What you are asked to do: Copy out every line below that contains the string "pink". The match is case-sensitive.

Dataset excerpts:
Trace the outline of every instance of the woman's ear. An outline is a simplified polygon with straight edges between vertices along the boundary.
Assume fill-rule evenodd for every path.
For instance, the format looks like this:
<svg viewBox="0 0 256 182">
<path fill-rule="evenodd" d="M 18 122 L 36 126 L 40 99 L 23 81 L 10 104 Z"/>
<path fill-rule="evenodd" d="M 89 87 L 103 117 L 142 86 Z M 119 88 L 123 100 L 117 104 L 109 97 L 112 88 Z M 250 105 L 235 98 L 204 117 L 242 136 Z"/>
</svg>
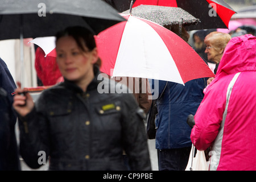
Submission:
<svg viewBox="0 0 256 182">
<path fill-rule="evenodd" d="M 220 51 L 218 51 L 218 53 L 221 55 L 221 54 L 223 53 L 224 51 L 224 48 L 221 48 L 220 49 Z"/>
<path fill-rule="evenodd" d="M 92 63 L 95 64 L 98 59 L 97 48 L 95 47 L 91 52 L 93 56 L 93 59 L 92 59 Z"/>
</svg>

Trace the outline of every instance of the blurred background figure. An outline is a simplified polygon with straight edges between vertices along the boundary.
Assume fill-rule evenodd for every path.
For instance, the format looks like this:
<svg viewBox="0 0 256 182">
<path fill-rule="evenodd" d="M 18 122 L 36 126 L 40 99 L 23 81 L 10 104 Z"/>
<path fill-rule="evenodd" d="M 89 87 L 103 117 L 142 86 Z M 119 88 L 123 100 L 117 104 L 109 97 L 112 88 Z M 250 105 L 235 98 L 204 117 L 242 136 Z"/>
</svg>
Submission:
<svg viewBox="0 0 256 182">
<path fill-rule="evenodd" d="M 55 85 L 61 73 L 56 61 L 56 57 L 45 56 L 44 51 L 38 47 L 35 53 L 35 67 L 38 78 L 38 86 Z M 42 85 L 40 84 L 42 82 Z"/>
<path fill-rule="evenodd" d="M 13 109 L 16 85 L 5 62 L 0 58 L 0 171 L 20 169 Z"/>
<path fill-rule="evenodd" d="M 214 71 L 215 75 L 222 57 L 225 48 L 230 39 L 231 36 L 229 34 L 217 31 L 210 32 L 207 35 L 204 39 L 204 43 L 206 45 L 205 52 L 207 54 L 207 59 L 216 64 Z M 207 80 L 208 85 L 213 79 L 214 78 L 209 78 Z"/>
<path fill-rule="evenodd" d="M 205 44 L 204 39 L 207 36 L 207 32 L 204 30 L 199 30 L 193 34 L 194 46 L 193 48 L 208 64 L 207 54 L 205 52 Z"/>
</svg>

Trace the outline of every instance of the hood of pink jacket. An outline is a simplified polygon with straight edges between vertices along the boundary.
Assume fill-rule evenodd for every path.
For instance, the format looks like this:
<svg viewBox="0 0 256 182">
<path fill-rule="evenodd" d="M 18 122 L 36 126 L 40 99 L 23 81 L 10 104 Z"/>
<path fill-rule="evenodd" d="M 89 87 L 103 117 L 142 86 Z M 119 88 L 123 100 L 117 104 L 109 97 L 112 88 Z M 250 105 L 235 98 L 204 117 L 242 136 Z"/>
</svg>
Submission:
<svg viewBox="0 0 256 182">
<path fill-rule="evenodd" d="M 255 45 L 256 37 L 250 34 L 233 38 L 225 49 L 216 78 L 235 73 L 256 71 Z"/>
</svg>

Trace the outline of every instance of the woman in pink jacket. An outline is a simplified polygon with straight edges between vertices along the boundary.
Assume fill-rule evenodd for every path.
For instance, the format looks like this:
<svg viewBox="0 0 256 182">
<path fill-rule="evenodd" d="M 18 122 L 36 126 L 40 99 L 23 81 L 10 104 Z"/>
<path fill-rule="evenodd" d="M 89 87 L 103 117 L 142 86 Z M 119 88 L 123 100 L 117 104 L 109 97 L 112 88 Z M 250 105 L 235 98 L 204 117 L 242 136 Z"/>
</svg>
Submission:
<svg viewBox="0 0 256 182">
<path fill-rule="evenodd" d="M 256 38 L 234 37 L 207 88 L 191 135 L 210 170 L 256 170 Z"/>
</svg>

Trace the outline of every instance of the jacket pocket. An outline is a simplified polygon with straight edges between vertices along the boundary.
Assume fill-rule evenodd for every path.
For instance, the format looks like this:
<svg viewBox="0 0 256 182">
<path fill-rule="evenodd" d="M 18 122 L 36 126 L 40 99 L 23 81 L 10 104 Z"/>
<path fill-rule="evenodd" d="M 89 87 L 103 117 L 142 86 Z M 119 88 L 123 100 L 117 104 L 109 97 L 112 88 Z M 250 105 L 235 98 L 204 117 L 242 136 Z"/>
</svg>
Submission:
<svg viewBox="0 0 256 182">
<path fill-rule="evenodd" d="M 50 129 L 52 133 L 65 133 L 71 131 L 73 127 L 75 118 L 72 117 L 72 104 L 63 103 L 57 107 L 49 107 L 47 114 L 49 119 Z"/>
<path fill-rule="evenodd" d="M 118 102 L 104 103 L 96 106 L 101 126 L 104 130 L 113 130 L 121 129 L 122 106 Z"/>
</svg>

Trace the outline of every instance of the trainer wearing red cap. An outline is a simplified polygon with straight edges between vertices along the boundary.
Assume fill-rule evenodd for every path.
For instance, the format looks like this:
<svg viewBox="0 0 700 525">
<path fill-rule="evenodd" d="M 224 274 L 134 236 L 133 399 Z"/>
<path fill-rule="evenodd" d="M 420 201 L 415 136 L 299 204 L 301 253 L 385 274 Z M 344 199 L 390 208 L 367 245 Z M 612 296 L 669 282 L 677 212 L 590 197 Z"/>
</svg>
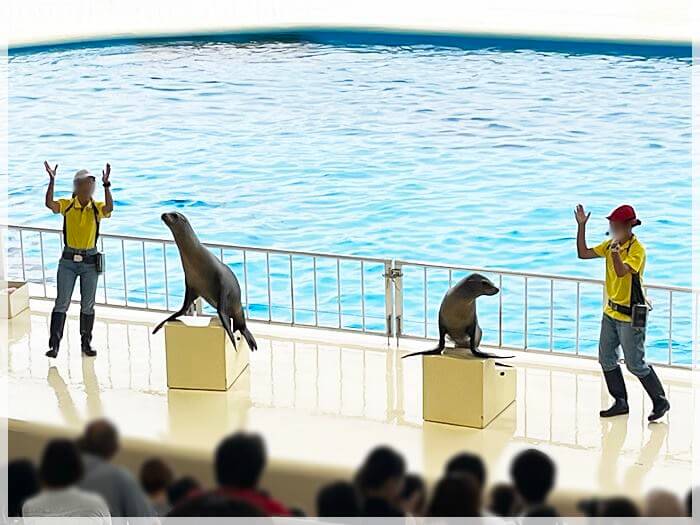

Right answer:
Trace the outline of every instance of the hood of pink jacket. An outline is a simplified polygon with straight edges between vertices along the boundary.
Trace the outline of every instance of the woman in pink jacket. An outline is a simplified polygon with straight edges between vertices along the boundary.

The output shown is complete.